EXTRAIT DU TEXTE:

------------------------------------------------

Le CRAN, dans ses travaux de recherche, a identifié trois grandes banques. La Banque de France qui, depuis sa création en 1800, a financé toute l’économie française ; le Crédit suisse qui, lui aussi, a joué un rôle important dans cette histoire coloniale ; et Neuflize OBC, banque créée en France et appartenant désormais aux Pays-Bas.

Ces trois institutions financières ont été créées sur des capitaux en bonne partie issus de l’esclavage, et elles racontent une histoire qui montre que le financement de la traite fut un processus européen dans un système de mondialisation déjà largement rôdé. Dans le cadre de notre travail en commun, nous avons repris les questionnaires du CRAN afin de questionner les entreprises en question. Tous les syndicalistes devraient s’en emparer. Des entreprises comme Bank of America, JP Morgan and Chase, Wachovia Bank ont également payé des réparations liées à l’esclavage.

Quels liens entre activité syndicales et réparations de l’esclavage ?

Jean-Paul Dessaux  : L’histoire de l’humanité est pavée de réparations. De ce point de vue, nous n’avons rien inventé. À la suite des guerres, de crimes contre l’humanité, de catastrophes sanitaires, on discute toujours des réparations. C’est une évidence qu’il serait vain de vouloir transformer la société sans prendre en compte que le passé a laissé des traces. Quand vous participez à des campagnes sur les rapports Nord/Sud, les luttes des sans-papiers ou encore la défense des revendications des originaires des « départements d’Outre-mer (DOM) » dans vos entreprises, vous êtes naturellement dans cette histoire.

Je travaille à la Poste avec de nombreux collègues originaires des DOM ou d’Afrique. Quand vous parlez du chlordécone et de la pollution à des collègues antillais, on parle vite de la monoculture de la banane, de la terre, de son appartenance encore majoritaire aux descendants des propriétaires d’esclaves. Des luttes existent actuellement en Guadeloupe autour du foncier : à qui appartient la terre  ? Et à qui profite-t-elle  ? Moralement, économiquement et socialement, ces terres devraient être redistribuées aux populations.

Après le cyclone Dean en 2008, Yves Jego et son gouvernement ont su mobiliser une trentaine de millions d’euros pour reconstruire une filière – la banane – sans que soit posée la question d’un autre mode de production permettant à la fois de satisfaire la demande locale et de mettre fin à la pollution généralisée des Antilles. La finalité de cette subvention publique aurait dû mobiliser de nombreuses forces. Et ça parle à mes collègues quand vous pointez un développement économique différent et que ces derniers attendent une mutation hypothétique à la Poste, aux impôts... C’est un combat qui doit être mené par toutes les forces qui partagent une telle démarche.

------------------------------------------------

[Liste des données]
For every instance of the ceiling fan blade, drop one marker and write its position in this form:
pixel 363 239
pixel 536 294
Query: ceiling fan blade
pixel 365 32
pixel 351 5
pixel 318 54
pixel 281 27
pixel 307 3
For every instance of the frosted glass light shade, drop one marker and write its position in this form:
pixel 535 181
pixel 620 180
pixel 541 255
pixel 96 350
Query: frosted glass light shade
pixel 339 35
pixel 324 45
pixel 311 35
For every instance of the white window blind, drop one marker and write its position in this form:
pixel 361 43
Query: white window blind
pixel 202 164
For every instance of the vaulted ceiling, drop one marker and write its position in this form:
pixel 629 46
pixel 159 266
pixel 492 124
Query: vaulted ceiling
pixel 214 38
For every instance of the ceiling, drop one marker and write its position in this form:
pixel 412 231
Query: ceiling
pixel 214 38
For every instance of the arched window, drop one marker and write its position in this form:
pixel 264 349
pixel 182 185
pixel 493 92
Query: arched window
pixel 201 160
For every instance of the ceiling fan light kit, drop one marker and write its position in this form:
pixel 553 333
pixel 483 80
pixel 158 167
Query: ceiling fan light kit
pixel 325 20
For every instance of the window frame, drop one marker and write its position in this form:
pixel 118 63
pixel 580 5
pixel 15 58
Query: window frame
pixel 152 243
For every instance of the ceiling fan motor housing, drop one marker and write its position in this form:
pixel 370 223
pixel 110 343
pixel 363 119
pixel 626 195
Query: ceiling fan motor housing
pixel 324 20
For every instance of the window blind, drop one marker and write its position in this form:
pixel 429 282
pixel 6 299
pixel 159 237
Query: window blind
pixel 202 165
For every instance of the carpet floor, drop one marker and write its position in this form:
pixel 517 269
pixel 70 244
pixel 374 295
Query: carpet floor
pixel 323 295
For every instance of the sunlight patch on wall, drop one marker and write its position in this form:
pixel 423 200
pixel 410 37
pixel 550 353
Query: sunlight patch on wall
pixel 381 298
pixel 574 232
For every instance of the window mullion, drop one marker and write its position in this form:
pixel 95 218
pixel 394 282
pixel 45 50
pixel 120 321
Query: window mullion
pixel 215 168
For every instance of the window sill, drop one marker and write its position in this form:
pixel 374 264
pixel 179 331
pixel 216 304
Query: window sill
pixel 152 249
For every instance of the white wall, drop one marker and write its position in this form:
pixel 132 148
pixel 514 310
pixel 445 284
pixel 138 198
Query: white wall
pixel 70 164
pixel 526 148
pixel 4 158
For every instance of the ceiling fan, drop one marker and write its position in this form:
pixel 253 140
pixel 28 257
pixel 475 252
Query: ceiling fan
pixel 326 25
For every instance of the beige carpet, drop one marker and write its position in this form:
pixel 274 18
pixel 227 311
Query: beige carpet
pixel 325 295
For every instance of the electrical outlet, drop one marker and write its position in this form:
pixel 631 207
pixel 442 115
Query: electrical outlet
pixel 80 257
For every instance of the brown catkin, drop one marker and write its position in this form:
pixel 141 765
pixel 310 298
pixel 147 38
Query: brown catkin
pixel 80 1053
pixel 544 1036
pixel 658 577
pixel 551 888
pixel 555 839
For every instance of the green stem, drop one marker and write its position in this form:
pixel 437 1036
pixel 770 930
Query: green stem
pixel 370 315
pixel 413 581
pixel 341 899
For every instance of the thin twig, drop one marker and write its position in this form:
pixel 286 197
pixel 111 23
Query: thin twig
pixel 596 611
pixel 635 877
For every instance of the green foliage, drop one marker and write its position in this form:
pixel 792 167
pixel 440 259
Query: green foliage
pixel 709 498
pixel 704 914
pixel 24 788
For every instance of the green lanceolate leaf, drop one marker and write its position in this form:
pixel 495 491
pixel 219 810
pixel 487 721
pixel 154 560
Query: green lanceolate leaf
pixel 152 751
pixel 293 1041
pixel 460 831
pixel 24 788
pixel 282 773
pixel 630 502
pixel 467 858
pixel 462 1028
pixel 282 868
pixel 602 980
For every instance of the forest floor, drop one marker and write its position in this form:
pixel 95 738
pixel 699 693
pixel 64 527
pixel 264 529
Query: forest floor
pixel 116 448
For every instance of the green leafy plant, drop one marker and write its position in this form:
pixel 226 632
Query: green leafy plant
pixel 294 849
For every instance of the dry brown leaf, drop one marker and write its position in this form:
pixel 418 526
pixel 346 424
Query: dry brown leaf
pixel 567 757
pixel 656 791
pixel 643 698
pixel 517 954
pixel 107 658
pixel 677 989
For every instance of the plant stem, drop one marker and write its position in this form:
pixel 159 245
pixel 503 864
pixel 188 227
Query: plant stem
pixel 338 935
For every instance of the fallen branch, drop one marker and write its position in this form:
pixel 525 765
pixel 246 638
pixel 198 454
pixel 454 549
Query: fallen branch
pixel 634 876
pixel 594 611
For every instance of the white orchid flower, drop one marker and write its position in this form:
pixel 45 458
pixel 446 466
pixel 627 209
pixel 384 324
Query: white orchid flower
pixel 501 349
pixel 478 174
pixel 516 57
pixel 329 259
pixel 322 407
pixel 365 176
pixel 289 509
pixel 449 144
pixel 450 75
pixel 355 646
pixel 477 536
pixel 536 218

------------------------------------------------

CONSIGNE: Dans l'extrait sur les réparations de l'esclavage, remplacez "institutions financières" par "établissements bancaires" et recopiez la partie qui s'ouvre sur les mots contenant "Ces trois institutions" et se termine par "liées à l’esclavage.". Les lignes ci-dessus proviennent d'une autre source.

RÉSULTAT:
Ces trois établissements bancaires ont été créées sur des capitaux en bonne partie issus de l’esclavage, et elles racontent une histoire qui montre que le financement de la traite fut un processus européen dans un système de mondialisation déjà largement rôdé. Dans le cadre de notre travail en commun, nous avons repris les questionnaires du CRAN afin de questionner les entreprises en question. Tous les syndicalistes devraient s’en emparer. Des entreprises comme Bank of America, JP Morgan and Chase, Wachovia Bank ont également payé des réparations liées à l’esclavage.